Задание -> Допишите приведённый ниже текст о философии желания, продолжив его после последнего предложения.

Исходный текст ->
Введение в философию желания - [4]
Итак, объект желания может восприниматься желающим как вещь и как личность. Думаю, что не требует разъяснения отношение к объекту желания как к вещи, когда этим объектом является живой человек (отношение между клиентом борделя и проституткой, например). С другой стороны, материальная вещь может выступать в отношениях желания как Личность (например, христианские символы (крест, икона, хлеб и вино); приносящий несчастья всем его владельцам драгоценный камень, к которому все начинают относиться как к живому существу и т. п.). При отношении к объекту желания как к Личности и Цели, а не как к Вещи и Средству, становится возможным удовлетворение. При отношении к объекту желания как к Вещи и Средству, удовлетворение становится невозможным. (Так в «теории Господина и раба» Г. Гегеля Господин не может получить удовлетворение до тех пор, пока перед ним – раб, а не свободный человек.) Разворачиванием и гармонизацией желания как качества личности можно улучшать нравы. И наоборот, усвоение людьми закона удовлетворения может усиливать чувство жизни и вести к росту и расцветанию желаний. Только совпадение с Абсолютной личностью может абсолютно удовлетворить желание.
Желание – ни избыток бытия, ни его недостаток. Желание – противоречие между избытком бытия свободным, чудесным образом созданным моим желанием, и реальностью, в личностях не нуждающейся, тяготящейся такими вещами как «подлинность», «целостность», «собственное мнение», «верность себе». Противоречие снимается активной деятельностью по преображению себя и мира, по созиданию личности в себе и в мире.
Говоря точно, даже вещь нельзя желать как «вещь». Желая вещь, мы желаем, на самом деле, стоящую за ней Личность.

Сохранённые строки ->
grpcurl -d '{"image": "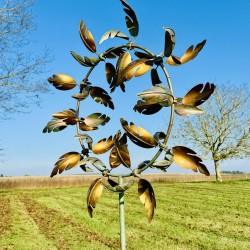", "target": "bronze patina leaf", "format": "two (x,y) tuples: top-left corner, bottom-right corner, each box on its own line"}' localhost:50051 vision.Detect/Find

--

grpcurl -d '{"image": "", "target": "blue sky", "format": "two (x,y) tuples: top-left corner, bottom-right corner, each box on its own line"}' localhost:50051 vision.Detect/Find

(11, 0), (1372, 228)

Ответ ->
Многие философы (например, Гегель, Ипполит, Сартр) считали, что, коль скоро желание никогда не может быть абсолютно удовлетворено, человек поэтому обречен на страдание. Этот вывод делают, когда воспринимают желание как физическое явление, подчиненное законам «материального» мира, а удовлетворение путают с удовольствием. Сознание, воображение – свободны. Удовольствие подчинено физическим законам, оно существует только в самом себе. Его нельзя вернуть, если оно прошло, как нельзя вернуть вчерашний день. Удовлетворение, как достояние духа, можно длить бесконечно. Оно есть достояние личности, которая есть не только «вчера», но и «завтра», и «впереди». Удовлетворение становится достоянием всей личностной истории и даже превосходит личность. Принципиальная неудовлетворимость желания есть благо для человека. Он страдает, напротив, от исчезновения желания.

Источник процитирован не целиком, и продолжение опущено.